The response must be made up of the lines in the entries below that contain "pixel".

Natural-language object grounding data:
================

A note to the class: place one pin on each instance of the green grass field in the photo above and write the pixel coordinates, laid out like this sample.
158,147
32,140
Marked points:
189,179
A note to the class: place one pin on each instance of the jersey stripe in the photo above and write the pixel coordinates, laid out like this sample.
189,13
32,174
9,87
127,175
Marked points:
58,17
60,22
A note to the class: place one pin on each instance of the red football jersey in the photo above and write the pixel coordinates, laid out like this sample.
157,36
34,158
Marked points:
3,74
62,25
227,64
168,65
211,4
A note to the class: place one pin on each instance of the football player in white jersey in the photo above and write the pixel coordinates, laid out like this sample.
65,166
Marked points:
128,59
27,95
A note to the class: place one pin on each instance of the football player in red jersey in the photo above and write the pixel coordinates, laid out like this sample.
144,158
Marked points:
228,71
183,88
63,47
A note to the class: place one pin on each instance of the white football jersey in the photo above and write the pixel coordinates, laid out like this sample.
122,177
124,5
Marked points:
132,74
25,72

================

■ **RESULT OF THE TASK**:
A note to the class: place one pin on each instance of the green grass field in the photo above and write the pixel coordinates, laid out like this sample.
A note to the class: place one pin on each instance of the jersey stripe in the photo above and write the pixel coordinates, laid out like this sample.
A note to the class: place one pin on each instance of the red football jersey in the photo above and write the pixel coordinates, laid out like this sample.
A note to the class: place one pin on each instance of the football player in white jersey in the photo above and write the pixel coordinates, laid out like this sample.
A note to the class: place one pin on each instance of the football player in red jersey in the photo above and write the pixel coordinates, laid out like this sample.
A note to the class: place one pin on each instance of the white football jersey in the photo above and write the pixel coordinates, laid out like this sample.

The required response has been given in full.